EXERCISE
Take the line that contains "Locate every instance of the dense" as the first line and the last line of the records as the end. Please set down everything in that range exactly.

RECORDS FOR THE TASK
══════════════════════════════
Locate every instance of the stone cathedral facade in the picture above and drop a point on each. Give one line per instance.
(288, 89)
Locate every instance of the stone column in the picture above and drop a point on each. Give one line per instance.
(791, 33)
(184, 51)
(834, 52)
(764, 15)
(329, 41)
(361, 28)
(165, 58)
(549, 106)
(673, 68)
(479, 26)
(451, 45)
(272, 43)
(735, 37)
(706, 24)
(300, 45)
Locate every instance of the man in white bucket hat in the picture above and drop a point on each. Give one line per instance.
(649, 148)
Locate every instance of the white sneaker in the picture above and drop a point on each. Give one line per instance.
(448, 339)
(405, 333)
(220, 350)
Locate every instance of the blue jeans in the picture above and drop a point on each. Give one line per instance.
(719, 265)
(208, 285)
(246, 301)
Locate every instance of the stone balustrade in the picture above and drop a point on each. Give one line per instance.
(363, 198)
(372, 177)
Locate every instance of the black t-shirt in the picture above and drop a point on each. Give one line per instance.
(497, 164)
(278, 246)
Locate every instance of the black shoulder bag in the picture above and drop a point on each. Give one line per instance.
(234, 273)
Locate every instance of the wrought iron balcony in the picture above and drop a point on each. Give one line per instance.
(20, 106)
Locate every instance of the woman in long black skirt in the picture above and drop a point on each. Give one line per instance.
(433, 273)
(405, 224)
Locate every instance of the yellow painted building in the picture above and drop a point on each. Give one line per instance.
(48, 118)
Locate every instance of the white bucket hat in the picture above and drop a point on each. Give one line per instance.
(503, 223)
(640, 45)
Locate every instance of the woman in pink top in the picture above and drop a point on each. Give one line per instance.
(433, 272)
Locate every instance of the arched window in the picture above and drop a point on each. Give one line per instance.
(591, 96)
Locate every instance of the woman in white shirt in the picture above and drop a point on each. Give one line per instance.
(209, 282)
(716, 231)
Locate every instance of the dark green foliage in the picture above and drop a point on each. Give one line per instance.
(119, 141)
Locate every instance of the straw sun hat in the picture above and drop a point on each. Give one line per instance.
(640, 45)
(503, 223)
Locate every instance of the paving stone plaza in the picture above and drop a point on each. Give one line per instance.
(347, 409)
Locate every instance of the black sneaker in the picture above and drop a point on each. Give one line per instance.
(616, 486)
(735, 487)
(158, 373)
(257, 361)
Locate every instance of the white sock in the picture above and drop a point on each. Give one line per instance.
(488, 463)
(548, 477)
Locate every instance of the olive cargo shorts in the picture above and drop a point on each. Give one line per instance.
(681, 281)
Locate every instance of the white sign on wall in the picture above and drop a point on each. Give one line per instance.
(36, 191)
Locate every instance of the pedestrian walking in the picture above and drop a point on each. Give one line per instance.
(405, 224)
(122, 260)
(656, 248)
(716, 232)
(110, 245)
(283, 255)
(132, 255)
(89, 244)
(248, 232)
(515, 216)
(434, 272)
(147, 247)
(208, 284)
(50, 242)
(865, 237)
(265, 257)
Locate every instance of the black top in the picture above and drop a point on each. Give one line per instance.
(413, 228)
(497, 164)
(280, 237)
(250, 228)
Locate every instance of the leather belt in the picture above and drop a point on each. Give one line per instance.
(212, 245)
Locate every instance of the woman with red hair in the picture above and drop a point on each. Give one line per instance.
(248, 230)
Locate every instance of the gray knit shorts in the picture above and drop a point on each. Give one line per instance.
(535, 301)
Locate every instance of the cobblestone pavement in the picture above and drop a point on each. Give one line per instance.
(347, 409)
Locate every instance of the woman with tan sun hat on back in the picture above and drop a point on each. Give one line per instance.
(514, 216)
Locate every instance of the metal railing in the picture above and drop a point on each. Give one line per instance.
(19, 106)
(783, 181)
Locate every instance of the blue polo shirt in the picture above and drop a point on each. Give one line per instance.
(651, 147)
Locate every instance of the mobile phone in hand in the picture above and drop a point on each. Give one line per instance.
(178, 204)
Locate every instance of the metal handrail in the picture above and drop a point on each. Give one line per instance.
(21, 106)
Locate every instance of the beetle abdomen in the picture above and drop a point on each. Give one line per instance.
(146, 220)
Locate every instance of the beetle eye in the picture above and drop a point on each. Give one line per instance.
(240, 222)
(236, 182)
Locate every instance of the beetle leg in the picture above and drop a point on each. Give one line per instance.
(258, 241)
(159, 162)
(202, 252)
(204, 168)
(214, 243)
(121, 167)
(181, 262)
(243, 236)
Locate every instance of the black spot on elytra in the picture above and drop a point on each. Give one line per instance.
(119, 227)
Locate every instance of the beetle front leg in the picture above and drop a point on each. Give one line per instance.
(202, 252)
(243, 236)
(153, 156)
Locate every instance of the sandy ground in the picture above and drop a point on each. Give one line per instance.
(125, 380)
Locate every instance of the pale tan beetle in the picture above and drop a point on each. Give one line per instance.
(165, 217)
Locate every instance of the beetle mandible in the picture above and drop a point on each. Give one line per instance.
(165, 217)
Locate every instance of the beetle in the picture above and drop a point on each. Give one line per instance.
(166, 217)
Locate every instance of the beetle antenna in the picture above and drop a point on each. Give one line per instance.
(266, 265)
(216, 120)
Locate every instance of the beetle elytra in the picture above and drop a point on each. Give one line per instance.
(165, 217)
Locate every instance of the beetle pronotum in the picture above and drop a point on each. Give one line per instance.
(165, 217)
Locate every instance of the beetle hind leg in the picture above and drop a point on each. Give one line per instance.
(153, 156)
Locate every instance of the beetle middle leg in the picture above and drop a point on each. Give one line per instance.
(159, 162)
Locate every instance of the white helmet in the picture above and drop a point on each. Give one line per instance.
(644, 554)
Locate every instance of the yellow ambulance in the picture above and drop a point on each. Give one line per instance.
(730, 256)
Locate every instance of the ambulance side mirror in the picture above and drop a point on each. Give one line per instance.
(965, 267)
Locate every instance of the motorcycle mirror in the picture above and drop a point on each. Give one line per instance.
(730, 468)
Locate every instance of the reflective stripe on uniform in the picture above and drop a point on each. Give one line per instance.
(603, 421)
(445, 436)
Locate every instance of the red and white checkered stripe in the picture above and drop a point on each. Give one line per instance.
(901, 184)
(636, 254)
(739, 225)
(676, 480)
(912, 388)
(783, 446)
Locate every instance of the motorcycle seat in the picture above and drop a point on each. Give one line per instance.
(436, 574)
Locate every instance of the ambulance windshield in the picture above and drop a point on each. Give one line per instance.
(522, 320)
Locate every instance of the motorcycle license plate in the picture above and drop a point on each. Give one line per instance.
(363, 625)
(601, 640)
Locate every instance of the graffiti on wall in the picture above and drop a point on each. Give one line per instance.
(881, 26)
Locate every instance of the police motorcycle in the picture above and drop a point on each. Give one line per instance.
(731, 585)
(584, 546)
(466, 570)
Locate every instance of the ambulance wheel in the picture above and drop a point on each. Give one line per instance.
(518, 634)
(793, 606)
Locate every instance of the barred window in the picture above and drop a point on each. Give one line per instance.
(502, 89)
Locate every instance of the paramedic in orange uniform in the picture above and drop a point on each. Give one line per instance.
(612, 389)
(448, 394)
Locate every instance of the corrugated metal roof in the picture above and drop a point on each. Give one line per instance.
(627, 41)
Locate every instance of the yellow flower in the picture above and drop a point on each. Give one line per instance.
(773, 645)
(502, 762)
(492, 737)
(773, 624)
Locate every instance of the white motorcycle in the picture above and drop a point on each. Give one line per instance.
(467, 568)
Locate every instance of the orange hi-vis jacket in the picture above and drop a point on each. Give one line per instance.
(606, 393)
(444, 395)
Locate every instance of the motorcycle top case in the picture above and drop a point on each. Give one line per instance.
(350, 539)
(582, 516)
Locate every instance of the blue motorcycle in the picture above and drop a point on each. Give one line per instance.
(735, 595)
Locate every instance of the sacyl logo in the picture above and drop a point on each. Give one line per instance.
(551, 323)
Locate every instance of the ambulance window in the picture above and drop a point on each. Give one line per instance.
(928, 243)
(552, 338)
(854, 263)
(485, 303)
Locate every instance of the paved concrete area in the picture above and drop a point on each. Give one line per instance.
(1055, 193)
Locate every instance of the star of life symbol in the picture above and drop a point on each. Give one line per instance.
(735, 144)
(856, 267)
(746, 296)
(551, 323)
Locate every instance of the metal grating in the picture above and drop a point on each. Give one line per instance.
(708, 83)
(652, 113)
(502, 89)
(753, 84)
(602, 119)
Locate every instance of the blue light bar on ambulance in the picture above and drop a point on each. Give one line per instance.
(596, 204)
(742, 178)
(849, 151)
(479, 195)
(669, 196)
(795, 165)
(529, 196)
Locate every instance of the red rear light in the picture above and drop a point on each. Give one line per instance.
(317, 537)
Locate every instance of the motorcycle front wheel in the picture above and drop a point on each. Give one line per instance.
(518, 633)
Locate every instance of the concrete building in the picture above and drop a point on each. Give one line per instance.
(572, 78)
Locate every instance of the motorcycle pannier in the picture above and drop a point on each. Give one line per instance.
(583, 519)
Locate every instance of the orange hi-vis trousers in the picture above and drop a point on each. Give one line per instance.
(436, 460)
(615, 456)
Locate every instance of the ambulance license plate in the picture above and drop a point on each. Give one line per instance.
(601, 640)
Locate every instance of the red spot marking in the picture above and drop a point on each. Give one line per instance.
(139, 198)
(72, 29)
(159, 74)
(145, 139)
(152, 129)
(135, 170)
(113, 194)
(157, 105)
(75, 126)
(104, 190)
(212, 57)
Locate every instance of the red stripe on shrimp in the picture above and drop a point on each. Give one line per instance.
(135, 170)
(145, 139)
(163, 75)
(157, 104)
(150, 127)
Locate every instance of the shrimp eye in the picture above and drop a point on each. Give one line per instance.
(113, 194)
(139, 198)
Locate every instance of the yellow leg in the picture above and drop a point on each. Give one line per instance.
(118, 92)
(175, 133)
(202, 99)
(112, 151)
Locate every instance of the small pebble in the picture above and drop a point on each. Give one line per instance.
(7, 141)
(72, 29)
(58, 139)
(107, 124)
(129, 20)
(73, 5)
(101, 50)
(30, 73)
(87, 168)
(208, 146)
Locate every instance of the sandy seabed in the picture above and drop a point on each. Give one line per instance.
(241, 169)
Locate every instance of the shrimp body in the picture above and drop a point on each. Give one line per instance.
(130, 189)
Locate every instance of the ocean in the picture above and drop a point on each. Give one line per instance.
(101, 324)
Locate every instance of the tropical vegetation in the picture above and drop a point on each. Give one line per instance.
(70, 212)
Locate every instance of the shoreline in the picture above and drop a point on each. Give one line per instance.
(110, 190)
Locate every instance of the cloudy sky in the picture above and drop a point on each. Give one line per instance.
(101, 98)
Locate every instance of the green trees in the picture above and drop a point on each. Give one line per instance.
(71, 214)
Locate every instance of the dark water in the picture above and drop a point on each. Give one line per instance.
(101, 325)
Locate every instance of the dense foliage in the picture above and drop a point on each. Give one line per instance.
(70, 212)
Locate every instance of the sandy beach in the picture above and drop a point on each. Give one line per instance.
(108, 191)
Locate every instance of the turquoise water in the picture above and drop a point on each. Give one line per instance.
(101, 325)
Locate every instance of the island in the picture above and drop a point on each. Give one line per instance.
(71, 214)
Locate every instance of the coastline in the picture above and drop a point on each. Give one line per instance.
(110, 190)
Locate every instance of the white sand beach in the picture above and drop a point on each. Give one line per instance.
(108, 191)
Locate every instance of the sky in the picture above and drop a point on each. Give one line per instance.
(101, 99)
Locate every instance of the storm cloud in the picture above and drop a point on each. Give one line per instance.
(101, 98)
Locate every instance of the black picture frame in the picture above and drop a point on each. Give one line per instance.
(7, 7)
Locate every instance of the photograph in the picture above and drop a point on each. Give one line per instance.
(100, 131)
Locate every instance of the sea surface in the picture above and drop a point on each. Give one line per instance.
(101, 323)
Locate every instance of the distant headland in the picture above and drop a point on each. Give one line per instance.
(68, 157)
══════════════════════════════
RESULT
Locate every instance of the dense foliage in the picture above and drop a point on each. Give one line per instance.
(70, 212)
Locate every instance of the sandy beach in the picture above and drop a point on each. Give one line per instance.
(108, 191)
Locate every instance of the turquoise water in the picture above and drop a point on each. Give one line per instance.
(101, 325)
Locate every instance of the island in the picture above and drop a point on each. Give one line per instance.
(71, 214)
Locate every instance of the coastline in the picture above and drop a point on each. Give one line per instance.
(110, 190)
Locate every instance of the white sand beach in the picture above and drop a point on each. Give one line per instance.
(108, 191)
Locate every instance of the sky in the picture above and drop a point on each. Give one line per instance.
(101, 99)
Locate every instance of the storm cloud in the picture above and drop a point on each. Give one line per instance.
(101, 98)
Locate every instance of the black picture frame in the picture above and drop a point on each. Give one line per instance.
(7, 7)
Locate every instance of the photograph in the picture above and drop a point on each. Give one line per instance.
(100, 131)
Locate every instance of the sea surface in the picture above and drop a point on each. Give one line per instance.
(101, 323)
Locate every instance of the distant headland in the picture above and drop a point on each. Give one line per instance.
(68, 157)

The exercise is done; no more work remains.